- _INPUT RECORDS_:

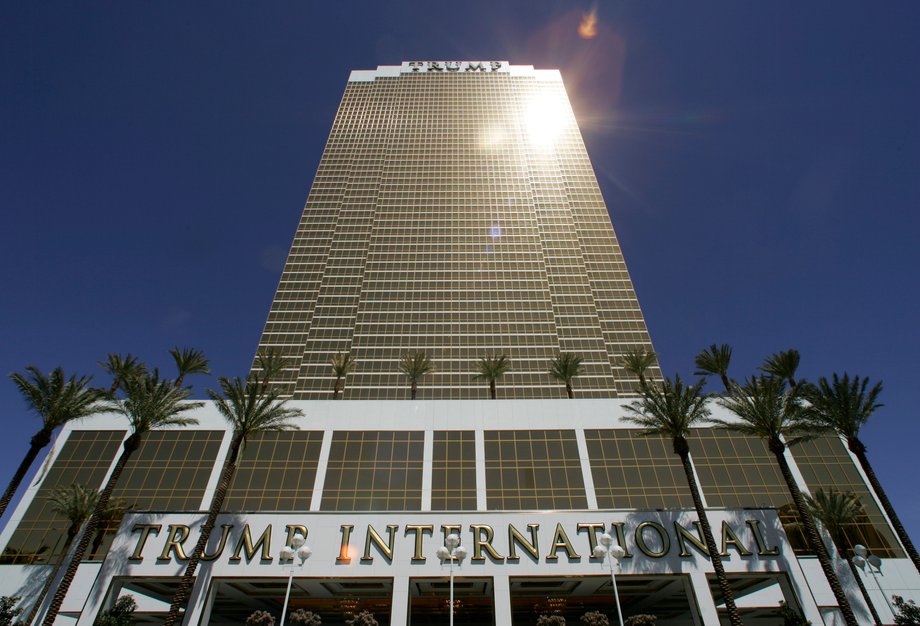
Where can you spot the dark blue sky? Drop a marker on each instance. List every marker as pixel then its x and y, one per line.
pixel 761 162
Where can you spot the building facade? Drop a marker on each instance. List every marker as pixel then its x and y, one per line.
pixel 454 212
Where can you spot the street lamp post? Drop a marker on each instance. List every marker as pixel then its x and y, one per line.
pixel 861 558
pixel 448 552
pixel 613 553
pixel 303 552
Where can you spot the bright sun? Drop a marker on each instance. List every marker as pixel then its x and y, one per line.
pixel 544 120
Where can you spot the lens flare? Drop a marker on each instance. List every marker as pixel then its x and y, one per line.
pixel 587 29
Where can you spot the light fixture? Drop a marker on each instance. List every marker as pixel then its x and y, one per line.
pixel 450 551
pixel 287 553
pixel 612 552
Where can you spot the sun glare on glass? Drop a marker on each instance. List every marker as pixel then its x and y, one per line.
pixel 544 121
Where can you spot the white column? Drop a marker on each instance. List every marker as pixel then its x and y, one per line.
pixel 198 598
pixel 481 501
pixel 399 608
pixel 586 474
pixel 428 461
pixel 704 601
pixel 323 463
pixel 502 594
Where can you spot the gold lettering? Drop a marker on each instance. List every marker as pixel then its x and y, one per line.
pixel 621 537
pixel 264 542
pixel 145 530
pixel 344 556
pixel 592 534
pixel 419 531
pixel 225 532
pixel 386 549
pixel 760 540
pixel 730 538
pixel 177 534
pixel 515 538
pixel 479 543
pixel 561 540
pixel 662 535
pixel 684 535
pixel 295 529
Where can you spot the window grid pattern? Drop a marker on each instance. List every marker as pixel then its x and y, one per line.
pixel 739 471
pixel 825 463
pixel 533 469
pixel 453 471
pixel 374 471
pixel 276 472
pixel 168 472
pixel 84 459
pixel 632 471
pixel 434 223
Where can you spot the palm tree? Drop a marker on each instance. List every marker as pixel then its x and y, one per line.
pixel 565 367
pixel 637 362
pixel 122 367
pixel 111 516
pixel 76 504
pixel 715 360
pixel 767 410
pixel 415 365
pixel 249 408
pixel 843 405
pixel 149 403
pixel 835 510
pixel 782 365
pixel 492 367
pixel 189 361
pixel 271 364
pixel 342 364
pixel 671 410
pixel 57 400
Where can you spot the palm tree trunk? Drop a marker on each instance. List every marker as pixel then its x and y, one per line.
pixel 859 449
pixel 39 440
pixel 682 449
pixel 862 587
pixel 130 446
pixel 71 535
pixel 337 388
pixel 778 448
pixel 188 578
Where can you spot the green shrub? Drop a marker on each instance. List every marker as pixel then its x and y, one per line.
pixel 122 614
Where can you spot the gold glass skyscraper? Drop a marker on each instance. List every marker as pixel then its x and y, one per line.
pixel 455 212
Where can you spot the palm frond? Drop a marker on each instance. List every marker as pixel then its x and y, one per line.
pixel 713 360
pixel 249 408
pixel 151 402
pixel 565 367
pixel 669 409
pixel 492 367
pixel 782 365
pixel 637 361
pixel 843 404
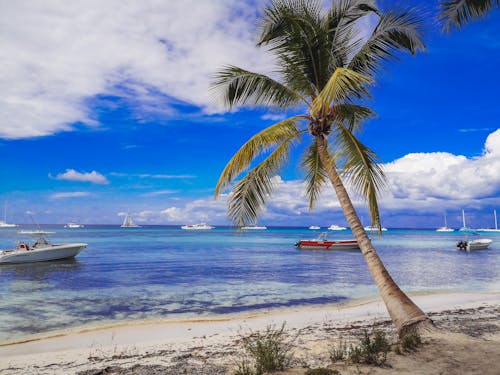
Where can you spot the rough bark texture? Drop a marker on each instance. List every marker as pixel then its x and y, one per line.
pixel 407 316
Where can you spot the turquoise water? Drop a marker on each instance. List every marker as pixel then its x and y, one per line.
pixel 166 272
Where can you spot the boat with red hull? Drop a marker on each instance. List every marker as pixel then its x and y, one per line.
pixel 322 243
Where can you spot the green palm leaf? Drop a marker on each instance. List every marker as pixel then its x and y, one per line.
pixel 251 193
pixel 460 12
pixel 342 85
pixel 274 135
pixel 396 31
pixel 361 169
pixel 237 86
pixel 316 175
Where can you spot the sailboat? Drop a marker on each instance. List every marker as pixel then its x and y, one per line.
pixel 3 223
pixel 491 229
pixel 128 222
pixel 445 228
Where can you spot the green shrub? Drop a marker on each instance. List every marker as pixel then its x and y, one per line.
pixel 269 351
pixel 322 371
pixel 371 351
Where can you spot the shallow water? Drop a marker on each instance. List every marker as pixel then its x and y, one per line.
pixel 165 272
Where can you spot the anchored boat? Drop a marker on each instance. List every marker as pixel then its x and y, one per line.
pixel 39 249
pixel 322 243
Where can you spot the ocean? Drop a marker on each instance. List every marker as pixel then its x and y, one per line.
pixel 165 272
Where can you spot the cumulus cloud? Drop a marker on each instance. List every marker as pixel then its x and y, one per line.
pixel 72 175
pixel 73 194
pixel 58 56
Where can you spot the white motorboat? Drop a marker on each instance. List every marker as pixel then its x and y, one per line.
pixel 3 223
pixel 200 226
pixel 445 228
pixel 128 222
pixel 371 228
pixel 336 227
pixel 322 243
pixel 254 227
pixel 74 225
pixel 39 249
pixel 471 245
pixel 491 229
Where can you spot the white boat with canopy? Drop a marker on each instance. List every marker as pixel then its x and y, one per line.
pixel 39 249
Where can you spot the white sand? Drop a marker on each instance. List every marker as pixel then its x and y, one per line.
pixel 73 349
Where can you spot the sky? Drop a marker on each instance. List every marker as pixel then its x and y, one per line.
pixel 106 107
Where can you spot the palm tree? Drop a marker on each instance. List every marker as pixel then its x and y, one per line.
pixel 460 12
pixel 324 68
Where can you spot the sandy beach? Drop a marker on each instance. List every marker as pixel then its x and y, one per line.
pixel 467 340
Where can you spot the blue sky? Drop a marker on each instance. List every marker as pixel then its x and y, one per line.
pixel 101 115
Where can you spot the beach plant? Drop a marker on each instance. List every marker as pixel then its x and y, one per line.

- _WHAT THIS TASK INVOLVES_:
Retype the records above exactly, pictures omitted.

- _YOUR SOLUTION_:
Where can you spot the dark blue sky? Drop a marker on each instance. List every marker as pixel then its x and y, one per line.
pixel 761 162
Where can you spot the building facade? Drop a marker on each instance. List every marker as pixel then its x and y, one per line.
pixel 454 212
Where can you spot the street lamp post? Drop a marker on each instance. List every marker as pixel then its x and y, one per line.
pixel 861 558
pixel 448 552
pixel 613 553
pixel 303 552
Where can you spot the bright sun? Drop a marker on each instance. List every marker as pixel then its x and y, one per line.
pixel 544 120
Where can you spot the lens flare? Drop a marker on each instance. List every marker as pixel then its x and y, one per line.
pixel 587 29
Where can you spot the light fixture? Drop a marker on each instance. List every marker as pixel then its x and y, one per line.
pixel 450 551
pixel 287 553
pixel 612 552
Where can you spot the sun glare on glass? Drop a marker on each instance. List every marker as pixel then its x and y, one per line.
pixel 544 121
Where can you spot the white column? Drop a marker on each instance. List every marker as pixel then its x and y, one per line.
pixel 198 598
pixel 481 501
pixel 399 608
pixel 586 474
pixel 428 461
pixel 704 601
pixel 323 463
pixel 502 594
Where can you spot the gold lettering? Drop a marker on each instance. List every marker as pixel then its x and y, one per line.
pixel 621 537
pixel 264 542
pixel 145 530
pixel 344 556
pixel 592 534
pixel 419 531
pixel 225 532
pixel 386 549
pixel 760 540
pixel 730 538
pixel 177 534
pixel 515 538
pixel 479 543
pixel 561 540
pixel 662 535
pixel 684 535
pixel 295 529
Where can you spot the window grid pattern? Drop a marker on each instance. List every marker as pixel then its x and y, one per line.
pixel 739 471
pixel 825 463
pixel 533 469
pixel 453 471
pixel 374 471
pixel 276 472
pixel 168 472
pixel 84 459
pixel 632 471
pixel 434 223
Where can you spot the palm tree? Drop a marker on each instance. List every marker as pixel then its x and y, one per line.
pixel 565 367
pixel 637 362
pixel 122 367
pixel 111 516
pixel 76 504
pixel 715 360
pixel 767 410
pixel 415 365
pixel 249 408
pixel 843 405
pixel 149 403
pixel 835 510
pixel 782 365
pixel 492 367
pixel 189 361
pixel 271 364
pixel 342 364
pixel 671 410
pixel 57 400
Where can you spot the palm tree trunk? Drop a marker on each instance. List every marker as pixel then its x and y, one per line.
pixel 859 449
pixel 39 440
pixel 682 449
pixel 862 587
pixel 130 446
pixel 71 535
pixel 337 388
pixel 778 448
pixel 188 578
Where can you spot the green shrub? Drop a marker on each instance. List every marker as pixel then its x and y, one per line.
pixel 122 614
Where can you spot the gold glass skyscraper? Drop a marker on each instance. List every marker as pixel then its x and y, one per line.
pixel 455 212
Where can you spot the palm frond? Drop a marker on each instance. List every marker as pixel then its x and y, one per line.
pixel 713 360
pixel 249 408
pixel 151 402
pixel 565 367
pixel 669 409
pixel 492 367
pixel 782 365
pixel 637 361
pixel 843 404
Where can you spot the rough bark texture? Drop a marker on each instance. List every marker as pixel then its x and y, one per line.
pixel 407 316
Where can you spot the turquoise water? Drop a marker on each instance. List every marker as pixel then its x and y, one per line.
pixel 166 272
Where can you spot the boat with red hull? Drop a marker on each instance. List every marker as pixel then its x and y, one per line.
pixel 322 243
Where can you spot the green palm leaf? Drop a marker on each instance. List every marker as pixel then its x and y, one per line.
pixel 251 193
pixel 460 12
pixel 342 85
pixel 274 135
pixel 396 31
pixel 361 169
pixel 237 86
pixel 316 175
Where can you spot the sailboat? Drop a marker on each instance. List every marker as pixel then its x and y, one per line.
pixel 3 223
pixel 491 229
pixel 128 222
pixel 445 228
Where can you spot the green shrub? Drop a marker on each instance. List every marker as pixel then its x and y, one per line.
pixel 269 351
pixel 322 371
pixel 371 351
Where can you spot the shallow water? Drop a marker on each instance. List every marker as pixel then its x and y, one per line.
pixel 165 272
Where can you spot the anchored boat? Drop a marker on each instance. List every marker as pixel then its x and y, one per line.
pixel 39 249
pixel 322 243
Where can you spot the ocean? Drop a marker on each instance. List every marker as pixel then its x and y, one per line.
pixel 165 272
Where can you spot the cumulus cloud? Drop a marker on each instance. List every marker as pixel then its x and y, one per line.
pixel 72 175
pixel 73 194
pixel 58 56
Where can you spot the white motorboat? Drop a marker on each instance. List every marker as pixel then its x and y, one per line.
pixel 3 223
pixel 200 226
pixel 445 228
pixel 128 222
pixel 371 228
pixel 336 227
pixel 322 243
pixel 254 227
pixel 74 225
pixel 39 249
pixel 471 245
pixel 491 229
Where can you spot the white boat with canopy? Drop a marker on each instance. List every marker as pixel then its x and y, one per line.
pixel 39 249
Where can you spot the white sand? Drop a marker on each instance. List every marker as pixel then its x and y, one per line.
pixel 73 349
Where can you spot the sky? Drop a marker on each instance. List every marker as pixel then its x and y, one per line.
pixel 106 107
Where can you spot the palm tree? Drop a marker on each instance. List every marker as pixel then its x and y, one per line.
pixel 460 12
pixel 324 68
Where can you spot the sandy beach? Drop a marker on each instance. List every marker as pixel then its x and y, one per line.
pixel 467 340
Where can you spot the blue sky? Drop a marker on each instance. List every marker as pixel then its x and y, one per line.
pixel 101 115
Where can you spot the beach plant? Drop a marker on each instance. List every marker as pixel then its x and y, one per line.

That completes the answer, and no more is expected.